Task directions » Set down, in full, every record in the block.

Stored data »
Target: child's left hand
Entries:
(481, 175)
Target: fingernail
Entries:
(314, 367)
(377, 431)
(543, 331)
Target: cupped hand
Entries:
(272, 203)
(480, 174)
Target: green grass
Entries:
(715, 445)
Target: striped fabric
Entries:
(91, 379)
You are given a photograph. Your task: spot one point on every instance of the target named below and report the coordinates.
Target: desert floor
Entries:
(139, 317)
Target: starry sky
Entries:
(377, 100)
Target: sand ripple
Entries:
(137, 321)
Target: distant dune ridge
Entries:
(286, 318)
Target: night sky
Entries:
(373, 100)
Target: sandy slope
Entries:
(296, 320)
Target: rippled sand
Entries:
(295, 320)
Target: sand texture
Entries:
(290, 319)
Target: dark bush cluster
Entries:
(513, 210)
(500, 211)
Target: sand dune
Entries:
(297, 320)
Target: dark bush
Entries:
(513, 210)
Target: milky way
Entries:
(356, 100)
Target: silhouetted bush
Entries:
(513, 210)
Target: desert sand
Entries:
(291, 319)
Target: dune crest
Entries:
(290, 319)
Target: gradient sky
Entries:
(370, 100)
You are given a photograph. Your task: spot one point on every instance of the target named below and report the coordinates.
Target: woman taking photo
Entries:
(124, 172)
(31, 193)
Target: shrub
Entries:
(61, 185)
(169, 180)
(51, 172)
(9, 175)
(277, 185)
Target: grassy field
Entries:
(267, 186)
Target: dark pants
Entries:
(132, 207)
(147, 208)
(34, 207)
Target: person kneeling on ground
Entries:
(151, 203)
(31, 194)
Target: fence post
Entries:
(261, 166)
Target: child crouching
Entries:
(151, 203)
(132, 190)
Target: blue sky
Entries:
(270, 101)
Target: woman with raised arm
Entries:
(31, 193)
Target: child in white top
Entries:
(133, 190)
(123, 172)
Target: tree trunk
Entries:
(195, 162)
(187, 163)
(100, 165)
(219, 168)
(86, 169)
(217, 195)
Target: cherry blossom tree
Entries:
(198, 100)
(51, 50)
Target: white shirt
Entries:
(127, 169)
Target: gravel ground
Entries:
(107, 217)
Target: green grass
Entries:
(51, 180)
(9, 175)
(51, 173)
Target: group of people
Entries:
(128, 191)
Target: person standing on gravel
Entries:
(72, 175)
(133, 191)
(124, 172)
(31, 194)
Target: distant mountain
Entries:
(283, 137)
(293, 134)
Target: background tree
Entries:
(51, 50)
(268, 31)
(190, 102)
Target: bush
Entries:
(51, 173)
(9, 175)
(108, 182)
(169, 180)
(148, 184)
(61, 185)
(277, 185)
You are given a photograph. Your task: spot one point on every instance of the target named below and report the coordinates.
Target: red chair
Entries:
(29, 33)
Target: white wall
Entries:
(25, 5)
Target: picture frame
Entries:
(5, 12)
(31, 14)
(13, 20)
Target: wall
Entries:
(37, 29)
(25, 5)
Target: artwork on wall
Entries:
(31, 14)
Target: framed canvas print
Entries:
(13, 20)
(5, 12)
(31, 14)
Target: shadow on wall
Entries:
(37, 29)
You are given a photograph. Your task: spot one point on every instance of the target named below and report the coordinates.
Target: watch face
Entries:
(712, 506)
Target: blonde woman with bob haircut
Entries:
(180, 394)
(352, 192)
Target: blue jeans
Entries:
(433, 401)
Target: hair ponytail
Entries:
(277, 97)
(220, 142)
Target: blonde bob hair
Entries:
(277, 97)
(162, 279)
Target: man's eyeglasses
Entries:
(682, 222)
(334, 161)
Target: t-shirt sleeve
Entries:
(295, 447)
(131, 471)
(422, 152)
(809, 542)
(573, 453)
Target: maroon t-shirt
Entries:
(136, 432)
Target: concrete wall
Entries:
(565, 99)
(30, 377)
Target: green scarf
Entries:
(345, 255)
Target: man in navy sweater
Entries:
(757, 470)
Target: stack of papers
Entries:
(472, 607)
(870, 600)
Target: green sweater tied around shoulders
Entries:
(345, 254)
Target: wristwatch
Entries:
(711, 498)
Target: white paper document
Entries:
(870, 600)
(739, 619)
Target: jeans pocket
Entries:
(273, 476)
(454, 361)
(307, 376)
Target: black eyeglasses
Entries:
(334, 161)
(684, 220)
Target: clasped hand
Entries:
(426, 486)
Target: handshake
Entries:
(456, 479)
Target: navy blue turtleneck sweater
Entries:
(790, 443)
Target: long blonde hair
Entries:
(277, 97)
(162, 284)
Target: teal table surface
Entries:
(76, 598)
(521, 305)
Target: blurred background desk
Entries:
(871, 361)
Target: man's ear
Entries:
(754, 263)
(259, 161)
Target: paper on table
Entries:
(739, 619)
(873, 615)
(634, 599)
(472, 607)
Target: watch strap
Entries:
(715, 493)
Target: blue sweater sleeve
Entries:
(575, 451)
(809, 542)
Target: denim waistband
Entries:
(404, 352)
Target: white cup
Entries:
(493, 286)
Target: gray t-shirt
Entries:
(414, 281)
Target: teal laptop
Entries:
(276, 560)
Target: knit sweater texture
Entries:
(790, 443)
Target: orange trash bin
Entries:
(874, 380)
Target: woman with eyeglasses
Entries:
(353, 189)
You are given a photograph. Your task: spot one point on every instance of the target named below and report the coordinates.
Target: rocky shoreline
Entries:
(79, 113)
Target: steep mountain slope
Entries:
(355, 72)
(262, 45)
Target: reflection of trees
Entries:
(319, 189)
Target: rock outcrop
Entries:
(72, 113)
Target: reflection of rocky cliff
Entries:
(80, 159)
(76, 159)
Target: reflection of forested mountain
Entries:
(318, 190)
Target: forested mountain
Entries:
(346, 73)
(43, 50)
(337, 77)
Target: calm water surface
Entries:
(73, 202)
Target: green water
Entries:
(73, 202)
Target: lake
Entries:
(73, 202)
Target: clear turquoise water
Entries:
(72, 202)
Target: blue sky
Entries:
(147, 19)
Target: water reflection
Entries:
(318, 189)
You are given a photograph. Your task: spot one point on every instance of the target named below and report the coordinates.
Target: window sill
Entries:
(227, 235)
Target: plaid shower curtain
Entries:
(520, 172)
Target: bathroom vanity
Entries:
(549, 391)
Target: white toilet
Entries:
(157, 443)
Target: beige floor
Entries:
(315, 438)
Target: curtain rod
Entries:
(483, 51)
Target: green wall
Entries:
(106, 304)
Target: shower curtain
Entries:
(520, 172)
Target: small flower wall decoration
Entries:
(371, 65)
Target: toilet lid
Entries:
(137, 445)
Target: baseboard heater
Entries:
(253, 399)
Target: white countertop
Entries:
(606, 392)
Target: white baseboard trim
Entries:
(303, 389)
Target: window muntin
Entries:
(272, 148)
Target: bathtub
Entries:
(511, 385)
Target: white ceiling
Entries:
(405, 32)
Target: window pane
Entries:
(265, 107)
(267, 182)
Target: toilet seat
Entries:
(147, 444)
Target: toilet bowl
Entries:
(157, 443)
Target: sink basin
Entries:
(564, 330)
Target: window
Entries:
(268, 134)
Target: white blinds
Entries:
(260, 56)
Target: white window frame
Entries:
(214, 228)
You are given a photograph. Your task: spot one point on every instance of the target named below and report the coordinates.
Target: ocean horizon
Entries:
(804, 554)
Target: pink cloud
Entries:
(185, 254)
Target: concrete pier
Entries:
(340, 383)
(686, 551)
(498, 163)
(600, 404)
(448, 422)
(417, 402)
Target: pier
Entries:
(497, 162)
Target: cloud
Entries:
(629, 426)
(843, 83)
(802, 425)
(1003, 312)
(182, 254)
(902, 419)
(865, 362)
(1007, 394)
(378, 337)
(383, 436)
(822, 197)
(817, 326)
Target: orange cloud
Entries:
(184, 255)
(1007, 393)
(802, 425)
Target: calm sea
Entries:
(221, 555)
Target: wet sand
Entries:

Solution below »
Target: child's left hand
Entries:
(481, 175)
Target: fingernail
Entries:
(314, 367)
(377, 431)
(543, 331)
Target: cupped hand
Entries:
(272, 203)
(480, 174)
Target: green grass
Entries:
(715, 445)
Target: striped fabric
Entries:
(91, 379)
You are given a photograph. Your task: spot one point on every instance of the target named below and report the coordinates.
Target: desert floor
Entries:
(139, 317)
Target: starry sky
Entries:
(377, 100)
Target: sand ripple
Entries:
(137, 321)
Target: distant dune ridge
Entries:
(286, 318)
Target: night sky
Entries:
(373, 100)
Target: sandy slope
Entries:
(296, 320)
Target: rippled sand
Entries:
(295, 320)
Target: sand texture
Entries:
(290, 319)
Target: dark bush cluster
Entries:
(513, 210)
(500, 211)
Target: sand dune
Entries:
(297, 320)
Target: dark bush
Entries:
(513, 210)
Target: milky way
Entries:
(356, 100)
Target: silhouetted bush
Entries:
(513, 210)
Target: desert sand
Entries:
(291, 319)
Target: dune crest
Entries:
(290, 319)
Target: gradient sky
Entries:
(370, 100)
You are given a photograph. Your task: spot one point on every instance of the target named below and report the coordinates.
Target: woman taking photo
Entries:
(124, 172)
(31, 193)
Target: shrub
Entries:
(61, 185)
(169, 180)
(51, 172)
(9, 175)
(277, 185)
Target: grassy field
Entries:
(267, 186)
Target: dark pants
Entries:
(132, 207)
(147, 208)
(34, 207)
Target: person kneeling on ground
Entries:
(151, 203)
(31, 194)
Target: fence post
Entries:
(261, 166)
Target: child crouching
Entries:
(151, 203)
(132, 190)
Target: blue sky
Entries:
(270, 101)
Target: woman with raised arm
Entries:
(31, 193)
Target: child in white top
Entries:
(133, 190)
(123, 172)
Target: tree trunk
Entries:
(195, 162)
(187, 163)
(100, 165)
(219, 168)
(86, 169)
(217, 195)
Target: cherry blossom tree
Entries:
(198, 100)
(51, 50)
Target: white shirt
Entries:
(127, 169)
Target: gravel ground
Entries:
(107, 217)
Target: green grass
Entries:
(51, 180)
(9, 175)
(51, 173)
Target: group of people
Entries:
(128, 191)
Target: person standing on gravel
Entries:
(72, 175)
(133, 191)
(124, 172)
(31, 194)
Target: distant mountain
Entries:
(283, 137)
(293, 134)
Target: background tree
Entries:
(51, 50)
(268, 31)
(190, 102)
Target: bush
Entries:
(51, 173)
(9, 175)
(108, 182)
(169, 180)
(148, 184)
(61, 185)
(277, 185)
You are given a photograph. Your task: spot one point on every instance of the target named below and report the coordinates.
Target: red chair
Entries:
(29, 33)
Target: white wall
Entries:
(25, 5)
Target: picture frame
Entries:
(5, 12)
(31, 14)
(13, 20)
Target: wall
Entries:
(37, 29)
(25, 5)
Target: artwork on wall
Entries:
(31, 14)
Target: framed canvas print
Entries:
(13, 20)
(5, 12)
(31, 14)
Target: shadow on wall
Entries:
(37, 29)
You are given a photograph. Your task: spot one point on every instance of the target named below and report the coordinates.
Target: watch face
Entries:
(712, 506)
Target: blonde woman with bob haircut
Entries:
(180, 394)
(352, 192)
Target: blue jeans
Entries:
(433, 401)
Target: hair ponytail
Entries:
(277, 97)
(220, 142)
Target: blonde bob hair
Entries:
(277, 97)
(162, 279)
Target: man's eyeglasses
Entries:
(682, 222)
(334, 161)
Target: t-shirt sleeve
Entries:
(295, 447)
(131, 471)
(422, 152)
(809, 542)
(573, 453)
Target: maroon t-shirt
Entries:
(136, 432)
Target: concrete wall
Entries:
(565, 99)
(30, 377)
Target: green scarf
Entries:
(345, 255)
Target: man in navy sweater
Entries:
(757, 470)
Target: stack of papers
Entries:
(472, 607)
(870, 600)
Target: green sweater tied around shoulders
Entries:
(345, 254)
Target: wristwatch
Entries:
(711, 498)
Target: white paper document
Entries:
(870, 600)
(739, 619)
Target: jeans pocket
Entries:
(273, 476)
(454, 361)
(307, 376)
Target: black eyeglasses
Entries:
(334, 161)
(684, 220)
Target: clasped hand
Entries:
(426, 486)
Target: handshake
Entries:
(456, 479)
Target: navy blue turtleneck sweater
Entries:
(790, 443)
Target: long blonde hair
Entries:
(277, 97)
(162, 284)
Target: teal table surface
Entries:
(76, 598)
(521, 305)
Target: blurred background desk
Entries:
(871, 361)
Target: man's ear
Entries:
(754, 263)
(259, 161)
Target: paper on table
Entries:
(739, 619)
(873, 615)
(634, 599)
(472, 607)
Target: watch strap
Entries:
(715, 493)
Target: blue sweater sleeve
Entries:
(575, 451)
(809, 542)
Target: denim waistband
Entries:
(404, 352)
Target: white cup
Entries:
(493, 286)
Target: gray t-shirt
Entries:
(414, 281)
Target: teal laptop
Entries:
(276, 560)
Target: knit sweater texture
Entries:
(790, 443)
Target: orange trash bin
Entries:
(874, 380)
Target: woman with eyeglasses
Entries:
(353, 189)
You are given a photograph. Your task: spot one point on every instance of the target named below and report the coordinates.
Target: rocky shoreline
Entries:
(79, 113)
Target: steep mountain slope
Entries:
(355, 72)
(262, 45)
Target: reflection of trees
Entries:
(319, 189)
Target: rock outcrop
Entries:
(72, 113)
Target: reflection of rocky cliff
Entries:
(80, 159)
(76, 159)
Target: reflection of forested mountain
Entries:
(318, 190)
Target: forested mountain
Entries:
(346, 73)
(43, 50)
(337, 77)
Target: calm water surface
Entries:
(73, 202)
Target: green water
Entries:
(73, 202)
Target: lake
Entries:
(73, 202)
Target: clear turquoise water
Entries:
(72, 202)
Target: blue sky
Entries:
(147, 19)
Target: water reflection
Entries:
(318, 189)
You are given a photograph. Your task: spot one point on every instance of the target named below and report the coordinates.
Target: window sill
Entries:
(227, 235)
Target: plaid shower curtain
Entries:
(520, 172)
Target: bathroom vanity
Entries:
(549, 391)
Target: white toilet
Entries:
(157, 443)
Target: beige floor
Entries:
(315, 438)
Target: curtain rod
Entries:
(483, 51)
Target: green wall
Entries:
(106, 304)
Target: shower curtain
Entries:
(520, 172)
Target: small flower wall decoration
Entries:
(371, 65)
Target: toilet lid
Entries:
(137, 445)
Target: baseboard heater
Entries:
(253, 399)
Target: white countertop
Entries:
(606, 392)
Target: white baseboard trim
Entries:
(303, 389)
Target: window muntin
Entries:
(272, 148)
Target: bathtub
Entries:
(511, 385)
Target: white ceiling
Entries:
(405, 32)
Target: window pane
Entries:
(265, 107)
(267, 182)
Target: toilet seat
Entries:
(147, 444)
Target: toilet bowl
Entries:
(157, 443)
Target: sink basin
Entries:
(564, 330)
Target: window
Entries:
(268, 134)
Target: white blinds
Entries:
(260, 56)
Target: white window frame
Entries:
(214, 228)
You are given a photograph. Your task: spot one point on every instance of the target named below and report the coordinates.
Target: ocean horizon
Entries:
(804, 554)
Target: pink cloud
Entries:
(185, 254)
Target: concrete pier
Entries:
(340, 383)
(686, 551)
(498, 163)
(600, 404)
(448, 422)
(417, 402)
Target: pier
Entries:
(497, 162)
Target: cloud
Entries:
(629, 426)
(843, 83)
(802, 425)
(1003, 312)
(182, 254)
(902, 419)
(865, 362)
(1007, 394)
(378, 337)
(383, 436)
(822, 197)
(817, 326)
Target: orange cloud
Entries:
(184, 255)
(1007, 393)
(802, 425)
Target: calm sea
Entries:
(221, 555)
Target: wet sand
Entries:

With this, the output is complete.